Passage shown:
§ §

Yes, it is 20 years now; but the things he had told me have been more—or at least as much—useful as the i’tikaf. I have never been more guided and educated. My i’tikaf reward, I keep saying, was given to me well before I embarked on it.

I remember three years ago when this same companion of mine also decided to embark on the same exercise for most probably the first time, he made the same mistake I made 20 years ago though the circumstances are different. My case was between a father and his son. This one is not. I may have been deluding myself by believing that I am in position to decide for him merely on account of what he means to me. I may be wrong but I always think he knows that I have long given up my life and everything about me for him and others in our team. I will go to the end of the world for him. On that account, I keep deluding myself that I have a responsibility to make sure he does the right thing.

But he also probably thought, as I did, that because it was a good conduct, he did not need my permission. In fact, I understood—and I may be wrong—that even if I had stopped him, he was not going to give it up, which was why I didn’t. But every year when he tells me he is going ahead with it, it helps me remember and reflect on my own experience.

My last i’tikaf was in 2012, thanks not to Boko Haram. I have learnt a lot of things from it and I am grateful God had allowed me to embark on it.

First thing it had taught me is my own perception of myself. After ten years of seclusion, I thought I would come back to find the world waiting for me. To my dismay, nobody remembers I was away for 10 days. In fact, some people would not even ask. This taught me three things. That I was the one who needed people more and ever since, I made sure I held everyone I met closely. That my worth is primarily upon me to weigh. It was never about how others perceived it. And three, it taught me that the world is self-sufficient, it goes on with or without me; so I relaxed. There is no such thing that I now feel will not go well if I am not there. No, the world is too big, so self-sufficient, so well prepared and sophisticated. Ever since, I learned to enjoy my time, do my best and mind my business. God is in charge of His world.

§ §

Data:
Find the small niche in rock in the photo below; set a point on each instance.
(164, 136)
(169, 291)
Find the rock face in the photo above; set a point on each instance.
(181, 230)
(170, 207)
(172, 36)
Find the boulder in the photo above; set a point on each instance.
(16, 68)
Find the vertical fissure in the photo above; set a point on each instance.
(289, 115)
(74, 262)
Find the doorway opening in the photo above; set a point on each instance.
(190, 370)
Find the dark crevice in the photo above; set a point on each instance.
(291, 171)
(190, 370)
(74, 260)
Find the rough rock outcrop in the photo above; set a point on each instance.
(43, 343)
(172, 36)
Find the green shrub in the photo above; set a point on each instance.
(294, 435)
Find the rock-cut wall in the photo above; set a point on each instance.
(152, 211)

§ §

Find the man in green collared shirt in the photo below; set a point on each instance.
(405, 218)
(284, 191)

§ §

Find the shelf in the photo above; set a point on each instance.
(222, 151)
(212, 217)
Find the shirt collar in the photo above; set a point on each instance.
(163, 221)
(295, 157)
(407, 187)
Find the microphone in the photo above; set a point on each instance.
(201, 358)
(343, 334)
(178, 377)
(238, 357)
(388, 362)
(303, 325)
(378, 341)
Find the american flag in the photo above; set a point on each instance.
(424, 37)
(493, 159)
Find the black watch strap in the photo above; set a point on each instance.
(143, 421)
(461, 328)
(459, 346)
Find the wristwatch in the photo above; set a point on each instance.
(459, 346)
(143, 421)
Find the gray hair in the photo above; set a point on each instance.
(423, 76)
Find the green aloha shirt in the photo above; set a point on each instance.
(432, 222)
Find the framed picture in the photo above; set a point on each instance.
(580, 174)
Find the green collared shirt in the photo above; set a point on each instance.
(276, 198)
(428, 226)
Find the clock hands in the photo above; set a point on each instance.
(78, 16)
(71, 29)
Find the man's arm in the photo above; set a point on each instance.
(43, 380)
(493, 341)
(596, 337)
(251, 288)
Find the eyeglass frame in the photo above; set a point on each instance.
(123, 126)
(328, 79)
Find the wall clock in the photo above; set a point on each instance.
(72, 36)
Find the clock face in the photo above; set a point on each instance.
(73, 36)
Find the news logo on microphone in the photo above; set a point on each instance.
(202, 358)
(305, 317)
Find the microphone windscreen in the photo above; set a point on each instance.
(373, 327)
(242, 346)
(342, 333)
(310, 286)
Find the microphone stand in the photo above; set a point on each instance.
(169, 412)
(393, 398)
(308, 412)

§ §

Directives:
(A) Quote the passage on i'tikaf from "But he also" to "my own experience.".
(B) Continue the passage on i'tikaf past its last sentence.
The records have no connection to the passage on i'tikaf.

Expected outputs:
(A)
But he also probably thought, as I did, that because it was a good conduct, he did not need my permission. In fact, I understood—and I may be wrong—that even if I had stopped him, he was not going to give it up, which was why I didn’t. But every year when he tells me he is going ahead with it, it helps me remember and reflect on my own experience.

(B)
The second thing, reflecting on the experience, is that spiritual exercises are like physical exercises. My point is simple: many today say that they pray a lot but their prayers are yet to be answered. Some would say that they have tried so much but could not do certain things yet (e.g. a certain number of adhkar or fasting and so on). Those you envy for what they do, how they live or how their prayers are answered swiftly, have put in decades of small practices, sacrifices and hard work. They have been investing when they are in no any manifested need, for years and years. There are things I do now, and a lot about my current condition, besides other things, that I know are rooted in the i’tikaf and its like more than 20 years ago. If, for instance, I can fast for a whole year, recite the salawat a million times within just days, and so on, it is absolutely nothing when you compare it to the things others are doing. As long as you are alive, you have to keep investing in your spiritual upliftment, as much as you eat, drink, learn and sleep.